▶ _TEXT SECTION_
········

In this paper, we demonstrate the first optical serial-to-parallel conversion in a silicon nanowire using FWM-based time-domain OFT . Additionally, the full potential of the technique is demonstrated by converting more than half of 64 × 10 Gbit/s OTDM data tributaries to a dense 25 GHz DWDM spacing. As a platform for OSP, nonlinear silicon photonics is attracting considerable interest due to its complementary metal–oxide–semiconductor (CMOS) compatibility, integration potential with electronics, low cost and broad operation bandwidth [7, 18–20]. In the present demonstration, 40 out of 64 consecutive 10 Gbit/s tributaries in a 640 Gbit/s OTDM-DPSK data signal are converted onto a 25 GHz DWDM grid. The BER performance is within the standard FEC limit of 2 × 10−3, being limited by the FWM conversion efficiency of our silicon sample. We also perform a demonstration on 640 Gbit/s OTDM-OOK data in a 50 m HNLF, where the higher FWM conversion efficiency enables error-free performance (BER<10−9) for 43 out of 64 tributaries converted to 25 GHz DWDM.
2. Principle of operation
Time-domain OFT is equivalent to the so-called time-lens technique which originates in the space-time duality between diffractive propagation of spatial beams of light and dispersive propagation of temporal pulses of light . In the spatial system, a lens can be employed to achieve a spatial Fourier transformation of an object placed at the front focal plane. The temporal equivalent of a spatial lens is a quadratic phase-modulation as a function of time, denoted a “time-lens”. When combined with dispersive propagation, a time-lens allows a Fourier transformation that can transfer the spectral profile of a pulsed waveform into the time-domain and vice-versa . The time-domain OFT setup for a time-to-frequency transformation is shown in Fig. 1(a) , where it converts time-interleaved OTDM tributaries into frequency-interleaved DWDM channels.

········

▶ _GIVEN INFORMATION_
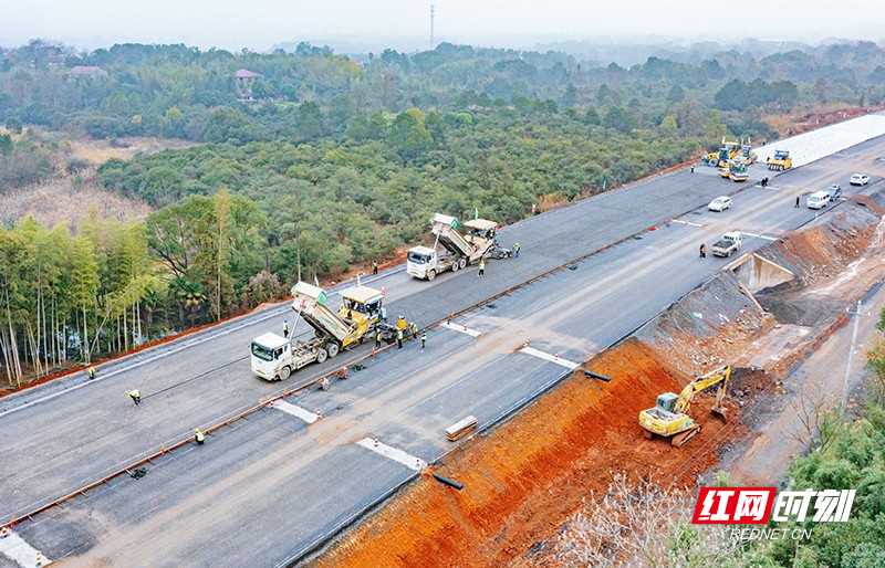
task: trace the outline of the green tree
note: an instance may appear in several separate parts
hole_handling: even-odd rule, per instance
[[[676,117],[675,116],[667,115],[667,116],[664,117],[663,120],[660,120],[660,133],[664,136],[667,136],[667,137],[670,137],[670,138],[676,137],[677,127],[676,127]]]
[[[391,124],[387,145],[403,159],[414,160],[430,149],[433,138],[424,125],[424,114],[417,108],[399,113]]]

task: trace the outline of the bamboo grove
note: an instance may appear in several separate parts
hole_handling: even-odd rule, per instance
[[[27,218],[0,229],[6,381],[18,387],[279,296],[261,273],[260,222],[254,206],[222,190],[146,223],[92,215],[72,233]],[[243,270],[251,299],[241,303],[231,274]]]

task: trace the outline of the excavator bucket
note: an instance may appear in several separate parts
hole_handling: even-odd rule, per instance
[[[670,444],[673,444],[674,448],[681,448],[683,445],[685,445],[686,442],[688,442],[699,433],[700,433],[700,424],[695,424],[695,428],[686,430],[685,432],[679,432],[678,434],[674,435],[673,439],[670,439]]]

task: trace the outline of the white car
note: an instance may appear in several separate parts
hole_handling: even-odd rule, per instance
[[[707,206],[710,211],[725,211],[726,209],[731,209],[731,198],[726,196],[720,196],[712,201],[710,204]]]
[[[855,173],[851,177],[852,186],[866,186],[867,183],[870,183],[870,176],[866,173]]]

········

▶ _GIVEN PROBLEM_
Print the optical serial-to-parallel conversion text again, word for word, in full.

▶ _TASK OUTPUT_
In this paper, we demonstrate the first optical serial-to-parallel conversion in a silicon nanowire using FWM-based time-domain OFT . Additionally, the full potential of the technique is demonstrated by converting more than half of 64 × 10 Gbit/s OTDM data tributaries to a dense 25 GHz DWDM spacing. As a platform for OSP, nonlinear silicon photonics is attracting considerable interest due to its complementary metal–oxide–semiconductor (CMOS) compatibility, integration potential with electronics, low cost and broad operation bandwidth [7, 18–20]. In the present demonstration, 40 out of 64 consecutive 10 Gbit/s tributaries in a 640 Gbit/s OTDM-DPSK data signal are converted onto a 25 GHz DWDM grid. The BER performance is within the standard FEC limit of 2 × 10−3, being limited by the FWM conversion efficiency of our silicon sample. We also perform a demonstration on 640 Gbit/s OTDM-OOK data in a 50 m HNLF, where the higher FWM conversion efficiency enables error-free performance (BER<10−9) for 43 out of 64 tributaries converted to 25 GHz DWDM.
2. Principle of operation
Time-domain OFT is equivalent to the so-called time-lens technique which originates in the space-time duality between diffractive propagation of spatial beams of light and dispersive propagation of temporal pulses of light . In the spatial system, a lens can be employed to achieve a spatial Fourier transformation of an object placed at the front focal plane. The temporal equivalent of a spatial lens is a quadratic phase-modulation as a function of time, denoted a “time-lens”. When combined with dispersive propagation, a time-lens allows a Fourier transformation that can transfer the spectral profile of a pulsed waveform into the time-domain and vice-versa . The time-domain OFT setup for a time-to-frequency transformation is shown in Fig. 1(a) , where it converts time-interleaved OTDM tributaries into frequency-interleaved DWDM channels.